(Image region labeling entries)
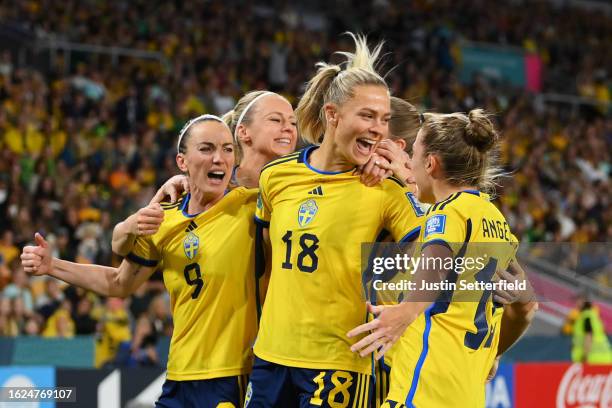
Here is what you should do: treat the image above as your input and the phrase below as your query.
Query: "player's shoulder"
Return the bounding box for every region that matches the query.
[427,190,480,215]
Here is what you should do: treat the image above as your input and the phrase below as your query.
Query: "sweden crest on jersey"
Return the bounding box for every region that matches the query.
[298,199,319,227]
[183,231,200,259]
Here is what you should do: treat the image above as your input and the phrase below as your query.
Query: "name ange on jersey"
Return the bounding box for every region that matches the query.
[482,218,511,242]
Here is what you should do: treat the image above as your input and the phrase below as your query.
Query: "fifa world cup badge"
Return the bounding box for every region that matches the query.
[183,231,200,259]
[298,199,319,227]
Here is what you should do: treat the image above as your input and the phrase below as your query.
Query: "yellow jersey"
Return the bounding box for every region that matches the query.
[254,146,420,374]
[128,187,257,381]
[388,190,518,407]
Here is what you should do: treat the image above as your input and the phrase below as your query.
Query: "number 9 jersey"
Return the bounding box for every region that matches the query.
[128,187,257,381]
[254,146,420,374]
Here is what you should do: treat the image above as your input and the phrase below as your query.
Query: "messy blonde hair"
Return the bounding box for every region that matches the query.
[389,96,421,155]
[295,33,388,143]
[422,109,502,193]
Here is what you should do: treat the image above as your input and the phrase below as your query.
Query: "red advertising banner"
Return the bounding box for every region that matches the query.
[514,363,612,408]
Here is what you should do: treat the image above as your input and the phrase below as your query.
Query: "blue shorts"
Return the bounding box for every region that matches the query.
[155,375,248,408]
[244,357,370,408]
[372,359,391,408]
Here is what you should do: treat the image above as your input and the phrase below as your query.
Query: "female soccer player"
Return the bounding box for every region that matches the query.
[112,91,297,256]
[22,115,257,407]
[368,96,424,408]
[349,110,537,407]
[246,37,419,407]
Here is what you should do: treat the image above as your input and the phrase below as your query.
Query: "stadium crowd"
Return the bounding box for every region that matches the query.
[0,0,612,364]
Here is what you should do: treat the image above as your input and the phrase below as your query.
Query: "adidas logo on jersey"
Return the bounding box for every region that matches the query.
[308,186,323,195]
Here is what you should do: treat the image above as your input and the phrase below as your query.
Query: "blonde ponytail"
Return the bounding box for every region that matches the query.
[295,33,388,143]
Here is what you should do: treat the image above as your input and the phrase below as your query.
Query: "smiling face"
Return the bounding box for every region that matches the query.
[325,85,391,166]
[176,120,235,197]
[237,94,297,159]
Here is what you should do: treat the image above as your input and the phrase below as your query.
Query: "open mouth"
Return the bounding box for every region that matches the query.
[357,137,376,155]
[274,137,291,146]
[207,170,225,184]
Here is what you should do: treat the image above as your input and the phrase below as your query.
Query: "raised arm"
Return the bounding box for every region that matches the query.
[112,203,164,256]
[496,260,538,356]
[21,233,155,297]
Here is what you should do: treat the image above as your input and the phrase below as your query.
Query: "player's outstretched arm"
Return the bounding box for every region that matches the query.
[21,233,155,297]
[112,203,164,256]
[495,260,538,356]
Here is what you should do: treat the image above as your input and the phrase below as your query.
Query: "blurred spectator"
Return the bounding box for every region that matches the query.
[131,295,172,366]
[72,296,98,335]
[42,300,75,338]
[2,266,34,314]
[95,298,131,367]
[0,0,612,342]
[0,230,20,265]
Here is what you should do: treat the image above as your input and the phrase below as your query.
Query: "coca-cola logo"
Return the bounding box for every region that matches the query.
[557,364,612,408]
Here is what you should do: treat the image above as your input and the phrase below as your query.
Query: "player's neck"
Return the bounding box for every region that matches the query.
[432,181,477,203]
[308,137,355,172]
[236,150,270,188]
[187,186,223,215]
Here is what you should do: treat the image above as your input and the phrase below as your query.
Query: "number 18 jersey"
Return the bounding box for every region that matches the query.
[254,147,420,374]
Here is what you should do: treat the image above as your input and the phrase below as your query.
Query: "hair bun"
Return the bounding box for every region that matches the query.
[463,109,499,153]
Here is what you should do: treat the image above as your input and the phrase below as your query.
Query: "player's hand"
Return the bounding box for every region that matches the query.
[130,203,164,236]
[361,153,393,187]
[347,302,414,360]
[149,174,189,204]
[21,232,52,276]
[487,356,500,382]
[376,139,414,184]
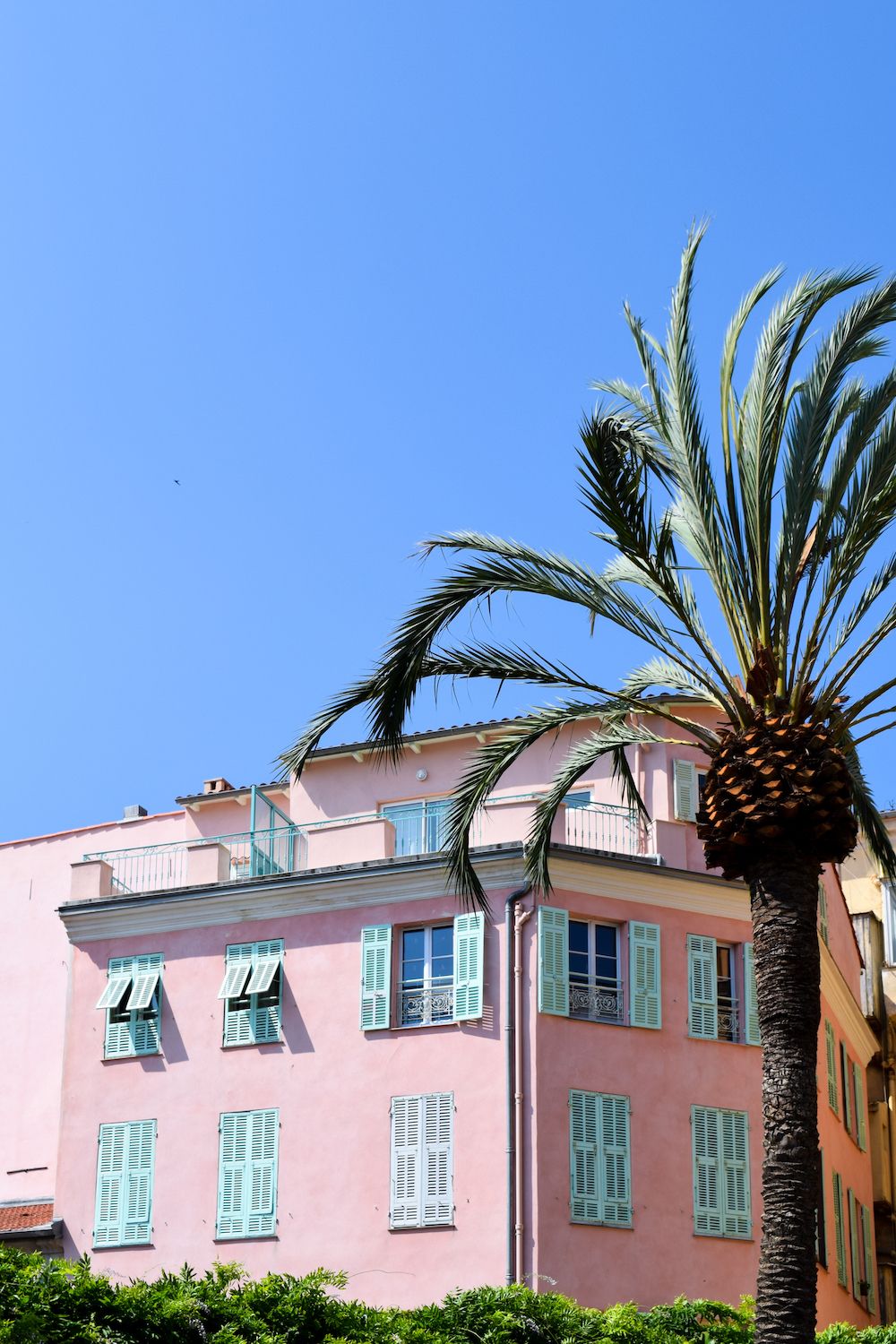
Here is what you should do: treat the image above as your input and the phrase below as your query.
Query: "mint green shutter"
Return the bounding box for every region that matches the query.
[831,1172,847,1288]
[745,943,762,1046]
[361,925,392,1031]
[825,1018,840,1115]
[629,921,662,1031]
[538,906,570,1018]
[688,933,719,1040]
[454,913,485,1021]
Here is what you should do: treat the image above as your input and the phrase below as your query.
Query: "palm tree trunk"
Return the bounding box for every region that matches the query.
[750,849,821,1344]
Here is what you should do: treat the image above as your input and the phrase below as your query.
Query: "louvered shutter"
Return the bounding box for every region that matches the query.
[745,943,762,1046]
[825,1019,840,1115]
[422,1093,454,1228]
[833,1172,847,1288]
[454,913,485,1021]
[719,1110,751,1236]
[691,1107,723,1236]
[246,1110,278,1236]
[361,925,392,1031]
[860,1204,877,1316]
[672,761,697,822]
[600,1094,632,1228]
[629,921,662,1031]
[853,1064,868,1152]
[688,933,719,1040]
[538,906,570,1018]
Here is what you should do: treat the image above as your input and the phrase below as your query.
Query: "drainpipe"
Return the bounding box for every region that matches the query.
[504,882,532,1284]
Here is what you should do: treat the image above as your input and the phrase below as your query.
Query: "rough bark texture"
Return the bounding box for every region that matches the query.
[750,844,821,1344]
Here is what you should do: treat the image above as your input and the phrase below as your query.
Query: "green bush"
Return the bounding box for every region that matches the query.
[0,1247,881,1344]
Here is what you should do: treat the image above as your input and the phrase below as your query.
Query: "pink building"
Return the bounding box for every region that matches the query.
[0,723,880,1325]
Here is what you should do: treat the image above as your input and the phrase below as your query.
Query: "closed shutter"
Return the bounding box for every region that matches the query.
[672,761,697,822]
[454,913,485,1021]
[745,943,762,1046]
[361,925,392,1031]
[853,1064,868,1152]
[688,933,718,1040]
[831,1172,847,1288]
[629,921,662,1031]
[94,1120,156,1247]
[538,906,570,1018]
[825,1019,840,1115]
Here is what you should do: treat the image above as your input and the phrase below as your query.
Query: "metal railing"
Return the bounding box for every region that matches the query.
[570,976,625,1021]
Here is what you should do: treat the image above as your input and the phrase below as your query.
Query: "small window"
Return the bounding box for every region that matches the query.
[218,938,283,1046]
[570,919,625,1023]
[97,952,162,1059]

### Task prompt
Pull out every line in the rows above that contains the string "green", copying each line in full.

### The completed task
Query: "mint green shutter"
Query: "green bush"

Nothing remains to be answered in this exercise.